## Start

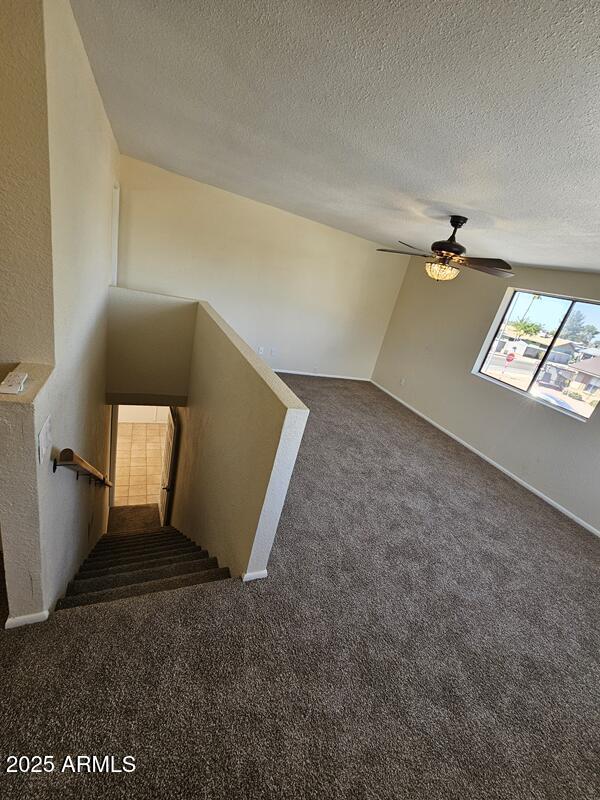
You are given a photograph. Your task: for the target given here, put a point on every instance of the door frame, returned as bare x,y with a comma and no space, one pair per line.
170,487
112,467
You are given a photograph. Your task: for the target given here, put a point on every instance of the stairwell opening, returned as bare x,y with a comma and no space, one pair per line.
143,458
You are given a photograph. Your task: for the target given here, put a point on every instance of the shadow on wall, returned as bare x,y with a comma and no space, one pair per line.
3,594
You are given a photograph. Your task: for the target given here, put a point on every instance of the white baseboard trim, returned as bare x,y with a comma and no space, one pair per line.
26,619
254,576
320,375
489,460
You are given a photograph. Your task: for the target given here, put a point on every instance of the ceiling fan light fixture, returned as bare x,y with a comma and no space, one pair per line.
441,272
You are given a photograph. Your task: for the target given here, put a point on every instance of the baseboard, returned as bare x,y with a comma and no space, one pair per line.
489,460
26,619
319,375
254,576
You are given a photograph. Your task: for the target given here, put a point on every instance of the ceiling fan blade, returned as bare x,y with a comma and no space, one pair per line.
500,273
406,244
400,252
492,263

## End
## Start

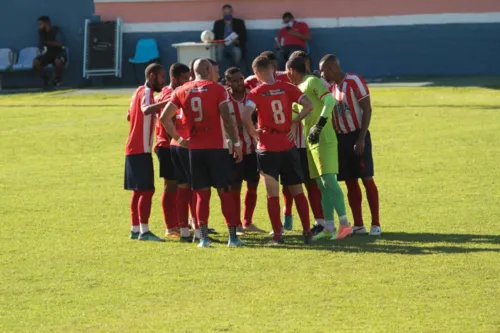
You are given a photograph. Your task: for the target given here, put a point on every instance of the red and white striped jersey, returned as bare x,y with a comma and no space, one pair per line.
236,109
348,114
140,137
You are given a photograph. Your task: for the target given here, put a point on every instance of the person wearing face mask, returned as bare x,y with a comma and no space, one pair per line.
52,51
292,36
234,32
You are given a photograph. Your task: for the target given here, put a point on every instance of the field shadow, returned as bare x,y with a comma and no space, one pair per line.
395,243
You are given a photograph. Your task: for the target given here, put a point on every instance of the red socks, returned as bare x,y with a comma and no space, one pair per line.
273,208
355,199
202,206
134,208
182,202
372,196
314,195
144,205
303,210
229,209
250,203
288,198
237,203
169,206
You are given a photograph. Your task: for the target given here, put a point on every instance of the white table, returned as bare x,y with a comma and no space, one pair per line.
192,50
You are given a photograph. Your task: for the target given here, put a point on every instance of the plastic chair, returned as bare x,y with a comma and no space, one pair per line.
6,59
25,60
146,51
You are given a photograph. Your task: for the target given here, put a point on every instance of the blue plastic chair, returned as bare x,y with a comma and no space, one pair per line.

## End
## Start

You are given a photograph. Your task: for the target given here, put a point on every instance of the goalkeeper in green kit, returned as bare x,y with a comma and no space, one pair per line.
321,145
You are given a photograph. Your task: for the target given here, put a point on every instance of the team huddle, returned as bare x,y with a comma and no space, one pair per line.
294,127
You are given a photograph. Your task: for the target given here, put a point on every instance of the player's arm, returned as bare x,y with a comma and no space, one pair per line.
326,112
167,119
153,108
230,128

## End

From the listing above, select and copy every line that contains the word "shadow", matching case exactly.

You are given a photograph. Your task: for the target given here, put a point on every instance of the shadow on wall, returned as bare x,y with a comma and no space, one pair per line.
You are given a photograph. Your task: for the target given here, put a point on every instance of the field shadow, returned as bare x,y with a comma and no space, one pair per line.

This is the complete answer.